■ Your instructions: Locate every line below that contains the word "hazy" and copy it.

* * * * * * * * *

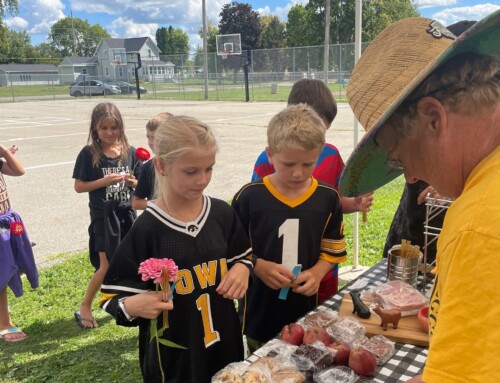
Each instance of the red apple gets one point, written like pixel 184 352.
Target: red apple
pixel 316 333
pixel 342 351
pixel 292 333
pixel 423 317
pixel 362 361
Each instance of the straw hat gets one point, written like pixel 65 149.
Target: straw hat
pixel 400 58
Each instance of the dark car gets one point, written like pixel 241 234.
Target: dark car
pixel 128 88
pixel 92 88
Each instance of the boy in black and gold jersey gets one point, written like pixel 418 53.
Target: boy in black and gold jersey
pixel 291 219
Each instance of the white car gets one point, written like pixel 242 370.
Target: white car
pixel 92 88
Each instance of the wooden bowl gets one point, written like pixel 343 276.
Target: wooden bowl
pixel 423 318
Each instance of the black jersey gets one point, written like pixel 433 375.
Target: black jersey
pixel 289 232
pixel 85 171
pixel 146 182
pixel 202 320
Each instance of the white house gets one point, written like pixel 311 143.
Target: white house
pixel 118 58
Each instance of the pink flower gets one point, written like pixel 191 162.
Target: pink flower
pixel 16 228
pixel 152 268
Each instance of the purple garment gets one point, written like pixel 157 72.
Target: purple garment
pixel 16 256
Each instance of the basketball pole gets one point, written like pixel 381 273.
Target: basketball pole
pixel 205 49
pixel 326 53
pixel 357 55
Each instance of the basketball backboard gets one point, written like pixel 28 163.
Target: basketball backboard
pixel 228 44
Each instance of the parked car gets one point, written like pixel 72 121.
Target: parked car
pixel 128 88
pixel 92 88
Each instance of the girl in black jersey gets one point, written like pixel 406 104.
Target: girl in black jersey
pixel 103 169
pixel 209 245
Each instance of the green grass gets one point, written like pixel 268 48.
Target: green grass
pixel 58 351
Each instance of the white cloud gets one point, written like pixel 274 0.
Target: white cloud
pixel 17 23
pixel 281 12
pixel 37 16
pixel 125 28
pixel 476 12
pixel 434 3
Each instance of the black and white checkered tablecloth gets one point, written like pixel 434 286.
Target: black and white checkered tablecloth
pixel 408 360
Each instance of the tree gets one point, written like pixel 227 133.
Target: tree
pixel 241 18
pixel 6 6
pixel 212 32
pixel 18 49
pixel 305 25
pixel 273 32
pixel 75 37
pixel 172 41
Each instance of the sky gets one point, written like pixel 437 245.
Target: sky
pixel 133 18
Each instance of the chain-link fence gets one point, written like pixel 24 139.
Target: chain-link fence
pixel 271 74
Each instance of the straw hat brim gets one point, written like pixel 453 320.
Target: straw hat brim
pixel 399 59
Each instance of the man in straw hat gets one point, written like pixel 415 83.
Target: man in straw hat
pixel 430 104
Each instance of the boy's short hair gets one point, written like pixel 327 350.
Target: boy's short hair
pixel 298 127
pixel 317 95
pixel 153 124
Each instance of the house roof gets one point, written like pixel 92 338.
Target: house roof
pixel 28 68
pixel 131 45
pixel 156 63
pixel 81 60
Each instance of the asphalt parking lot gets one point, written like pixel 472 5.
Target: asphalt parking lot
pixel 50 134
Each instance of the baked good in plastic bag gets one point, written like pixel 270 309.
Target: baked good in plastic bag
pixel 339 374
pixel 268 362
pixel 312 357
pixel 397 295
pixel 381 347
pixel 321 317
pixel 288 375
pixel 347 329
pixel 277 349
pixel 231 373
pixel 255 376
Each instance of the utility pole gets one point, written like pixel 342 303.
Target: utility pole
pixel 73 33
pixel 326 53
pixel 205 49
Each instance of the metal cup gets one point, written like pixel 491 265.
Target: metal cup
pixel 403 269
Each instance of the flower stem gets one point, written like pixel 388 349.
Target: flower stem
pixel 165 288
pixel 159 360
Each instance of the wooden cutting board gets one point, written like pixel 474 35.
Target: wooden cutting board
pixel 408 331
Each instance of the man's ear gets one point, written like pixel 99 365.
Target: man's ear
pixel 269 155
pixel 159 165
pixel 432 113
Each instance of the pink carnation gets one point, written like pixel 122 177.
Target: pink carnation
pixel 152 268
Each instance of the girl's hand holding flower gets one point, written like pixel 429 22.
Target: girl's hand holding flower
pixel 235 283
pixel 147 305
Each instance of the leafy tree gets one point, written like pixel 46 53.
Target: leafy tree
pixel 46 50
pixel 75 37
pixel 18 49
pixel 296 27
pixel 212 32
pixel 241 18
pixel 273 32
pixel 305 26
pixel 6 6
pixel 172 41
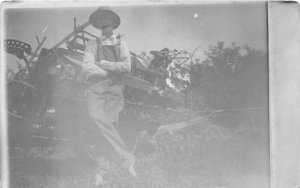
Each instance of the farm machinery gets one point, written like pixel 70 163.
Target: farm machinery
pixel 46 98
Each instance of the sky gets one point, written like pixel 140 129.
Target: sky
pixel 151 27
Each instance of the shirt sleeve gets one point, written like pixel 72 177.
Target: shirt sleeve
pixel 89 66
pixel 124 65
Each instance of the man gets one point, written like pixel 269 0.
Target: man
pixel 105 61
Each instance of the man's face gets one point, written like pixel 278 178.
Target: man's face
pixel 107 31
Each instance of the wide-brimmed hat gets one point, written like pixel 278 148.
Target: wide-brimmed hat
pixel 103 17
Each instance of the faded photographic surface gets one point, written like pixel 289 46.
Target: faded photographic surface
pixel 186 104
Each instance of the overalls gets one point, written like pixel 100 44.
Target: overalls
pixel 105 101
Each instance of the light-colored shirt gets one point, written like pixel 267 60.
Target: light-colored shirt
pixel 92 66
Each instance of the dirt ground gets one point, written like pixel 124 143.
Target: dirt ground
pixel 183 159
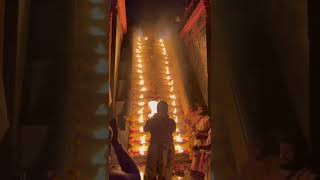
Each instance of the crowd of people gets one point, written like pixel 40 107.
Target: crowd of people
pixel 198 124
pixel 288 164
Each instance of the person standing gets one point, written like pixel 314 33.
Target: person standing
pixel 161 151
pixel 201 127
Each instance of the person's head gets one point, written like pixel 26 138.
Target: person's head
pixel 162 108
pixel 193 107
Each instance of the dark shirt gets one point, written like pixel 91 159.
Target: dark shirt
pixel 161 129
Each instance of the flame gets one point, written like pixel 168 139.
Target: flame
pixel 140 120
pixel 175 111
pixel 178 148
pixel 143 139
pixel 140 111
pixel 176 119
pixel 178 138
pixel 173 96
pixel 153 108
pixel 142 149
pixel 170 83
pixel 171 89
pixel 141 82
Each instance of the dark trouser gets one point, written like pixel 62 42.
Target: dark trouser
pixel 159 164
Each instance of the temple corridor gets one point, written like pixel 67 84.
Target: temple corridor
pixel 68 67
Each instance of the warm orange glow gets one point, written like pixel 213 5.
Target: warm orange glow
pixel 178 148
pixel 173 96
pixel 170 83
pixel 143 139
pixel 153 108
pixel 143 91
pixel 141 82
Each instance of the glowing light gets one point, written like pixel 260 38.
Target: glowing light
pixel 153 108
pixel 140 120
pixel 173 96
pixel 170 83
pixel 176 119
pixel 140 111
pixel 175 111
pixel 178 138
pixel 178 148
pixel 142 149
pixel 143 139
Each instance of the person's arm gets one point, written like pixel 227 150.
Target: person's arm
pixel 147 126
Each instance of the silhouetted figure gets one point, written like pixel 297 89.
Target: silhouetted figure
pixel 200 127
pixel 129 170
pixel 161 149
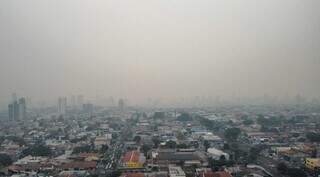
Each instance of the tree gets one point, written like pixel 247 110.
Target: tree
pixel 5 160
pixel 248 122
pixel 206 144
pixel 37 150
pixel 182 146
pixel 296 172
pixel 81 149
pixel 232 134
pixel 184 117
pixel 104 148
pixel 313 137
pixel 137 139
pixel 156 141
pixel 282 168
pixel 145 149
pixel 171 144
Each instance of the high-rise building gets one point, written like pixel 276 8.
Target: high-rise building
pixel 11 112
pixel 73 102
pixel 17 110
pixel 88 108
pixel 22 108
pixel 121 104
pixel 62 105
pixel 80 100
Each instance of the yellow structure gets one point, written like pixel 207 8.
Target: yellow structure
pixel 132 160
pixel 312 163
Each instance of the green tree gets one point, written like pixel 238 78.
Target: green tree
pixel 206 144
pixel 37 150
pixel 313 137
pixel 171 144
pixel 282 168
pixel 184 117
pixel 156 141
pixel 137 139
pixel 145 149
pixel 5 160
pixel 232 134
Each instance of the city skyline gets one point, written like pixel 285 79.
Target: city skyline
pixel 153 49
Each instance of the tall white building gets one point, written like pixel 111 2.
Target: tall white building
pixel 62 105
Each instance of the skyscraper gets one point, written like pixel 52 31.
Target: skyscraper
pixel 121 104
pixel 11 112
pixel 62 105
pixel 22 108
pixel 80 100
pixel 17 110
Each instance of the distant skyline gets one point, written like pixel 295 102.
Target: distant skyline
pixel 160 49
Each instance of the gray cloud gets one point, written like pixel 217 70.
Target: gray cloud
pixel 159 48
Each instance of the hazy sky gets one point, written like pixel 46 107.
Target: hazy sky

* * * * * * * * *

■ Solution for this exercise:
Each instance of the hazy sky gets one point, written like pixel 46 107.
Target: hazy sky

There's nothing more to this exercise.